### [Data for the task]
** START **
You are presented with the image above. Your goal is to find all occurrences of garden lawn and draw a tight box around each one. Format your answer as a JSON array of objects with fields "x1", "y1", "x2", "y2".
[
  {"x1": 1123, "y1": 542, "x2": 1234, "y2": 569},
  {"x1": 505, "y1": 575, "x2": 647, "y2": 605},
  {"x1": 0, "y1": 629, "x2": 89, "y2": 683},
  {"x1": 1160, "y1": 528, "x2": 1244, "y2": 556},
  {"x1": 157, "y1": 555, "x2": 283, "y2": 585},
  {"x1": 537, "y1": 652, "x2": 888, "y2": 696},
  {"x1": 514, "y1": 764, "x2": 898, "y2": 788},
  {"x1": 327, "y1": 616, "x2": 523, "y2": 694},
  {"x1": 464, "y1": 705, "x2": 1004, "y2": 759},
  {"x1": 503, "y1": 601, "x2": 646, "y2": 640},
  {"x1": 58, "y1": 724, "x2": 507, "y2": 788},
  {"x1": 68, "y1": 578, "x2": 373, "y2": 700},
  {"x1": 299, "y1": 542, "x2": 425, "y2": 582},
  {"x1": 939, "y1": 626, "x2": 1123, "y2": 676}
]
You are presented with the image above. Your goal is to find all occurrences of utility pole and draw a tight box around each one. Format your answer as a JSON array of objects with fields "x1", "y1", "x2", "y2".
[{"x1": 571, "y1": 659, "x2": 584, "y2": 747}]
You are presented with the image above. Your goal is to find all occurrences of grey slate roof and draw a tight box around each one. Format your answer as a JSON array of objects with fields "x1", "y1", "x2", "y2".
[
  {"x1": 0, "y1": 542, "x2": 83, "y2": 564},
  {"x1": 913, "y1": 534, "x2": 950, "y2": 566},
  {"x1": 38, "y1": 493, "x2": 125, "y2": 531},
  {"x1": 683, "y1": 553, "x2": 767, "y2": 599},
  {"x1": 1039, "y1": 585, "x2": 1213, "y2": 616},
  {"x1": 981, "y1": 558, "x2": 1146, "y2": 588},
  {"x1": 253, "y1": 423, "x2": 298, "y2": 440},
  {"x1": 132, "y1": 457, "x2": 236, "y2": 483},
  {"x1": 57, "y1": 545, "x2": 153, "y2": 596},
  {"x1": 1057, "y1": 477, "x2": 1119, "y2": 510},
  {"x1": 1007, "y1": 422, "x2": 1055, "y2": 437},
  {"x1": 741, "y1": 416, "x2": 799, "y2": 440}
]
** END **
### [Given problem]
Edit the part of the listing that opens with the line containing "occurrences of grey" and runs through the end of the listing, replacing "slate roof" with "tile roof" and leaving everything else unchanged.

### [Completed exercise]
You are presented with the image above. Your goal is to find all occurrences of grey tile roof and draw a tight box around each one. Format your answer as a JSON array of objects with fields "x1", "y1", "x2", "y2".
[
  {"x1": 0, "y1": 542, "x2": 83, "y2": 564},
  {"x1": 913, "y1": 534, "x2": 950, "y2": 566},
  {"x1": 38, "y1": 493, "x2": 125, "y2": 531},
  {"x1": 683, "y1": 553, "x2": 767, "y2": 599},
  {"x1": 1039, "y1": 585, "x2": 1213, "y2": 616},
  {"x1": 981, "y1": 558, "x2": 1146, "y2": 588},
  {"x1": 253, "y1": 423, "x2": 298, "y2": 440},
  {"x1": 132, "y1": 457, "x2": 236, "y2": 483},
  {"x1": 57, "y1": 545, "x2": 153, "y2": 596},
  {"x1": 1057, "y1": 477, "x2": 1119, "y2": 510},
  {"x1": 1007, "y1": 422, "x2": 1055, "y2": 437},
  {"x1": 741, "y1": 416, "x2": 799, "y2": 440}
]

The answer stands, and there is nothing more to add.